Could the entries below be retyped exactly and in full?

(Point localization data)

----------------

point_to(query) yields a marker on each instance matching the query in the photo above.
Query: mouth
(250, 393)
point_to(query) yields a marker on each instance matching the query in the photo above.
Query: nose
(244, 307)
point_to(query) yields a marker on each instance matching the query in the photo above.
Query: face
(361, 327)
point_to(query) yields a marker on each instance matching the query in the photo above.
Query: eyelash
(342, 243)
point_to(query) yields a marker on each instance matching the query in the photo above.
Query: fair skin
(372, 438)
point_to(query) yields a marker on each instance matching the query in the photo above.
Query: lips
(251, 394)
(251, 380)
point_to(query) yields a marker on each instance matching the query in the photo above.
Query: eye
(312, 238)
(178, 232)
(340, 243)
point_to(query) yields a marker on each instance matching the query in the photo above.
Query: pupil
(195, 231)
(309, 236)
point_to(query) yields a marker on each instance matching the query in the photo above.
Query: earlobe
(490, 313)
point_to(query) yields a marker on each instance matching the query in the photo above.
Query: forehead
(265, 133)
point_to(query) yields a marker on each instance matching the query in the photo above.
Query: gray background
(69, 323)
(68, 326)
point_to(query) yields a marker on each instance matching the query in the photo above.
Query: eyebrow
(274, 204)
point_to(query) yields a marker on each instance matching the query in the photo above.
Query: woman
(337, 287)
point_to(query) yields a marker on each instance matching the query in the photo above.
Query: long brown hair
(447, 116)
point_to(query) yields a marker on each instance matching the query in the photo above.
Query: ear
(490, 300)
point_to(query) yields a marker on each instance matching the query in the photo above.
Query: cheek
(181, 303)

----------------

RESPONSE AREA →
point_to(query) yields a marker on each instance matching the query in the photo above.
Query: mouth
(250, 393)
point_to(query) yields a marker on each instance matching the query in the photo above.
Query: nose
(244, 307)
point_to(query) yields a marker on each instance matching the query in the photo above.
Query: face
(361, 327)
point_to(query) yields a marker on each instance matching the query in the photo above.
Query: eyelash
(342, 243)
point_to(query) yields a marker on each instance matching the query in the photo above.
Query: fair skin
(372, 438)
point_to(query) yields a marker on each instance matching the query in the photo above.
Query: lips
(251, 394)
(251, 380)
point_to(query) yields a marker on each instance matching the query in the photo above.
Query: eye
(312, 238)
(178, 232)
(340, 243)
point_to(query) yields a marker on each instance matching the query in the photo above.
Query: pupil
(195, 231)
(309, 236)
point_to(query) yields a marker on each instance matching the query in the photo above.
Query: earlobe
(490, 313)
point_to(query) yields a marker on each instance matching the query in the photo above.
Query: forehead
(265, 133)
point_to(query) yields a marker on each instance matching the query in the photo above.
Query: gray background
(69, 323)
(68, 326)
point_to(query) yields a marker on each instance matching the query in the photo above.
Query: eyebrow
(274, 204)
point_to(query) yields a marker on each instance matching the query in the photo above.
Query: woman
(337, 287)
point_to(query) yields a marker on each instance matching the query in the photo above.
Query: long brown hair
(447, 116)
point_to(query) yields a marker on each instance matching the query in the photo above.
Query: ear
(490, 300)
point_to(query) yields a marker on each instance matching the query in the photo above.
Query: cheek
(181, 303)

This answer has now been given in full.